┌──

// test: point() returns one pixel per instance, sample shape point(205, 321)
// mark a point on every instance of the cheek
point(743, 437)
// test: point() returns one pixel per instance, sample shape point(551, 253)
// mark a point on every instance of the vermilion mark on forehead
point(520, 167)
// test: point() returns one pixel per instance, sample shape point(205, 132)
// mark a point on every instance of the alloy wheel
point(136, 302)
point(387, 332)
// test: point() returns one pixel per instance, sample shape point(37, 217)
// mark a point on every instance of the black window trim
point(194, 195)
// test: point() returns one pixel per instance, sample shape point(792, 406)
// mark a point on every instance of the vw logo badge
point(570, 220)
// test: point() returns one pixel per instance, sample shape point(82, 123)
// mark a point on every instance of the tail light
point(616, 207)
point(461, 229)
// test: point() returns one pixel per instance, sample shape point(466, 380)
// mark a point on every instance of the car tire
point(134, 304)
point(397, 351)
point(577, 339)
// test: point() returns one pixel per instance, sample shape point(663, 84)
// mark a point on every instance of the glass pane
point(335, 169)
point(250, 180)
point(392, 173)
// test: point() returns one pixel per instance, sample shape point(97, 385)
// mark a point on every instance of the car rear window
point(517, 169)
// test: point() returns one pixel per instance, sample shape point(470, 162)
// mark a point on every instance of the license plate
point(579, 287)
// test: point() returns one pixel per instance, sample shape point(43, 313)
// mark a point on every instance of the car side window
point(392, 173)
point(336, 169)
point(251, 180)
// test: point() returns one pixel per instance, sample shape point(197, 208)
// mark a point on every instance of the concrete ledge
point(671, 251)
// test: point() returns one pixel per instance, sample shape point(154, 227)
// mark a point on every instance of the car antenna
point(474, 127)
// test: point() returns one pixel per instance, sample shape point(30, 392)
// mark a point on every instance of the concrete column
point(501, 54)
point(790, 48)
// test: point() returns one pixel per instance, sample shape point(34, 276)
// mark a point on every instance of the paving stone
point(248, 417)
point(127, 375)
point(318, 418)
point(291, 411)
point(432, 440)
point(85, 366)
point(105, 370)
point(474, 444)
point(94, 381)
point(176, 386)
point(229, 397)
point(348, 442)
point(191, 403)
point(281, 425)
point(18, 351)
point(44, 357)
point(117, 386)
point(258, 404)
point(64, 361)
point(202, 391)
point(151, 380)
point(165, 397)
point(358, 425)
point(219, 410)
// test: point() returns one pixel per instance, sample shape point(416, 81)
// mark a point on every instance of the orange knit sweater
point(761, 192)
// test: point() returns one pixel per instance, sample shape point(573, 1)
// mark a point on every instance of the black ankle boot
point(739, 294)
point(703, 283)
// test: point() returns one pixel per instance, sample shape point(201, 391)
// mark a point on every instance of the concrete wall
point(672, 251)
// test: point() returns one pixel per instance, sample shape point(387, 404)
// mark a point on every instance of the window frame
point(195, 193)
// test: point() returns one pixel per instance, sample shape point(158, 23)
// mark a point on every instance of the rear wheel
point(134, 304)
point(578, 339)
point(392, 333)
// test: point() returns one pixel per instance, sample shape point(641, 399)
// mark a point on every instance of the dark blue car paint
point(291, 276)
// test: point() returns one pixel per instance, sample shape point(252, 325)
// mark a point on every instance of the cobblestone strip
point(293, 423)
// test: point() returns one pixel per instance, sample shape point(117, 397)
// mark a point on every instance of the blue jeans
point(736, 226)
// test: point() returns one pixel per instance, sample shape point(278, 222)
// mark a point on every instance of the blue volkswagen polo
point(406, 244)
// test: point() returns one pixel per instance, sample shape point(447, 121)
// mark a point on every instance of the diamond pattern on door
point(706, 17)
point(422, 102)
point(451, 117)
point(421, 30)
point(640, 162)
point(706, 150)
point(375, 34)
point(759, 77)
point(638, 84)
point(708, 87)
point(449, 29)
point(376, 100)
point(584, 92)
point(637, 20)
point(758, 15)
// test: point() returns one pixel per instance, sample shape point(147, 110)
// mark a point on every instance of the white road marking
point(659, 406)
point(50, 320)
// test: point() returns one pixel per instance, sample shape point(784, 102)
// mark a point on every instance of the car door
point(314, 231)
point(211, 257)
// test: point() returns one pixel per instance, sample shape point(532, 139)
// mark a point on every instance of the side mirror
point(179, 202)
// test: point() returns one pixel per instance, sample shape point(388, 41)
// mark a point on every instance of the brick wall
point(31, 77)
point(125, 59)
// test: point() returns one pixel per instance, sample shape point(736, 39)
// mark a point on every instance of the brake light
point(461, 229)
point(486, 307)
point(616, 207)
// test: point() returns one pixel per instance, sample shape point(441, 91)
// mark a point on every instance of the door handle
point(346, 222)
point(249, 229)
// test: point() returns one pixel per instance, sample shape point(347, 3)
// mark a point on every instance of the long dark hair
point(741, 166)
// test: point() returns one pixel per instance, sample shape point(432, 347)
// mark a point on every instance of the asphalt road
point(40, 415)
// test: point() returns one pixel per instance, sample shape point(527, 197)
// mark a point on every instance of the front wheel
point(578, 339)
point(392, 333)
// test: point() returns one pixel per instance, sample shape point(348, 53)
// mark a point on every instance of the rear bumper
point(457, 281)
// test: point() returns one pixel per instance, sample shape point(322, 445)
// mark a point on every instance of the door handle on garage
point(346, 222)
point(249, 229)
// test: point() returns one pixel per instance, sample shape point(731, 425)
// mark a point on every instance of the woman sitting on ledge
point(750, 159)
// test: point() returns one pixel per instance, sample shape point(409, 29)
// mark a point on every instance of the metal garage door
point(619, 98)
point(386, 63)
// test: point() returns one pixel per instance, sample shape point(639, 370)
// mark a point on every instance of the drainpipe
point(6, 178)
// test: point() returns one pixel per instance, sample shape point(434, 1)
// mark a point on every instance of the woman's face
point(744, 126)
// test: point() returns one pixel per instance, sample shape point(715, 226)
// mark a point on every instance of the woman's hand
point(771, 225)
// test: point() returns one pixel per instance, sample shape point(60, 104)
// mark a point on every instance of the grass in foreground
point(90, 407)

└──

_Task requirements_
Rewrite the listing above with "mark a point" replaced by "place a dot" everywhere, leaving everything else the same.

_Response below_
// test: point() returns one pixel per instance, sample shape point(205, 321)
// place a dot on every instance of the cheek
point(743, 437)
// test: point() returns one pixel per instance, sample shape point(551, 253)
// place a dot on every instance of the vermilion mark on forehead
point(520, 167)
// test: point() returns one pixel per instance, sample shape point(205, 132)
// place a dot on every instance of the alloy wheel
point(136, 302)
point(387, 332)
// test: point() returns one pixel per instance, sample shape point(37, 217)
// place a dot on every instance of the black window trim
point(194, 195)
// test: point() returns one pixel per instance, sample shape point(792, 406)
// place a dot on every instance of the vw logo badge
point(570, 220)
// test: point() returns one pixel per instance, sample shape point(82, 123)
// place a dot on every instance of the tail light
point(616, 207)
point(461, 229)
// test: point() returns one pixel per instance, sample shape point(466, 380)
// place a dot on every instance of the car tire
point(134, 304)
point(397, 351)
point(577, 339)
// test: point() returns one pixel per instance, sample shape point(663, 84)
// place a dot on every instance of the glass pane
point(335, 169)
point(250, 180)
point(392, 173)
// test: point() returns one pixel per instance, sample shape point(97, 385)
// place a dot on every instance of the car rear window
point(517, 169)
// test: point() returns one pixel per instance, sample shape point(470, 162)
// place a dot on every instance of the license plate
point(579, 287)
// test: point() returns one pixel per instance, sample shape point(43, 313)
// place a dot on every instance of the car side window
point(392, 173)
point(336, 169)
point(251, 180)
// test: point() returns one pixel per instance, sample shape point(197, 208)
// place a dot on every instance of the concrete ledge
point(671, 251)
// test: point() returns one pixel per instance, sample shape point(154, 227)
// place a dot on every instance of the car antenna
point(474, 127)
// test: point() returns one pixel per instance, sample shape point(30, 392)
// place a dot on every instance of the concrete column
point(501, 54)
point(790, 48)
// test: point() returns one pixel per instance, sample shape point(34, 276)
// place a dot on every instance of the paving stone
point(248, 417)
point(127, 375)
point(318, 418)
point(291, 411)
point(432, 440)
point(85, 366)
point(105, 370)
point(474, 444)
point(94, 381)
point(176, 386)
point(229, 397)
point(348, 442)
point(191, 403)
point(281, 425)
point(18, 351)
point(44, 357)
point(117, 386)
point(258, 404)
point(64, 361)
point(202, 391)
point(151, 380)
point(165, 397)
point(358, 425)
point(219, 410)
// test: point() returns one pixel per instance, sample shape point(416, 81)
// place a dot on every instance of the orange knit sweater
point(761, 192)
// test: point() returns one pixel per instance, sample shape point(573, 1)
// place a dot on every instance of the black ankle boot
point(739, 294)
point(703, 283)
// test: point() returns one pixel per instance, sample shape point(201, 391)
// place a dot on every instance of the concrete wall
point(672, 251)
// test: point() returns one pixel per instance, sample shape point(387, 404)
// place a dot on every instance of the window frame
point(195, 193)
// test: point() returns one pixel per instance, sample shape point(158, 23)
// place a dot on every instance of the rear wheel
point(134, 304)
point(578, 339)
point(392, 333)
// test: point() returns one pixel per instance, sample shape point(641, 399)
// place a dot on every instance of the dark blue car paint
point(291, 276)
// test: point() returns one pixel per instance, sample shape point(252, 325)
// place a dot on every instance of the cobblestone strip
point(293, 423)
// test: point() returns one pixel per instance, sample shape point(117, 397)
// place a dot on every instance of the blue jeans
point(736, 226)
// test: point() returns one pixel per instance, sample shape point(278, 222)
// place a dot on every instance of the blue volkswagen polo
point(406, 244)
// test: point() returns one pixel per instance, sample shape point(447, 121)
// place a dot on every instance of the diamond pattern on door
point(706, 17)
point(422, 102)
point(451, 117)
point(421, 30)
point(640, 162)
point(706, 150)
point(375, 34)
point(759, 77)
point(638, 84)
point(708, 87)
point(449, 29)
point(376, 100)
point(584, 92)
point(637, 20)
point(758, 15)
// test: point() returns one pixel per instance, sample shape point(147, 110)
// place a dot on every instance of the white road marking
point(659, 406)
point(50, 320)
// test: point() returns one pixel per instance, sample shape point(784, 102)
// place a dot on every instance of the car door
point(314, 231)
point(211, 257)
// test: point() returns one pixel per instance, sample shape point(532, 139)
// place a dot on every instance of the side mirror
point(179, 202)
// test: point() returns one pixel per instance, sample shape point(388, 41)
// place a dot on every instance of the brick wall
point(31, 77)
point(125, 59)
// test: point() returns one pixel per instance, sample shape point(736, 39)
// place a dot on every instance of the brake light
point(461, 229)
point(486, 307)
point(616, 207)
// test: point() returns one pixel per instance, sample shape point(441, 91)
// place a dot on every instance of the door handle
point(346, 222)
point(249, 229)
// test: point() returns one pixel per instance, sample shape point(347, 3)
// place a dot on every instance of the long dark hair
point(741, 166)
// test: point() returns one pixel per instance, sample shape point(432, 347)
// place a dot on every instance of the asphalt road
point(40, 415)
// test: point() returns one pixel per instance, sample shape point(527, 197)
// place a dot on every instance of the front wheel
point(578, 339)
point(392, 333)
// test: point() returns one pixel per instance, sample shape point(348, 53)
// place a dot on every instance of the rear bumper
point(457, 281)
// test: point() returns one pixel per instance, sample shape point(322, 445)
// place a dot on every instance of the door handle on garage
point(346, 222)
point(249, 229)
// test: point() returns one pixel per instance, sample shape point(731, 425)
// place a dot on every instance of the woman sitting on ledge
point(750, 159)
// test: point() returns one pixel per instance, sample shape point(409, 29)
// place a dot on every instance of the metal garage door
point(619, 98)
point(386, 63)
// test: point() returns one pixel per instance, sample shape point(639, 370)
// place a dot on every instance of the drainpipe
point(6, 178)
// test: point() returns one pixel per instance, sample shape point(434, 1)
// place a dot on every instance of the woman's face
point(744, 126)
// test: point() returns one pixel per instance, sample shape point(715, 226)
// place a dot on every instance of the woman's hand
point(771, 225)
// test: point() returns one pixel per instance, sample shape point(60, 104)
// place a dot on every instance of the grass in foreground
point(90, 407)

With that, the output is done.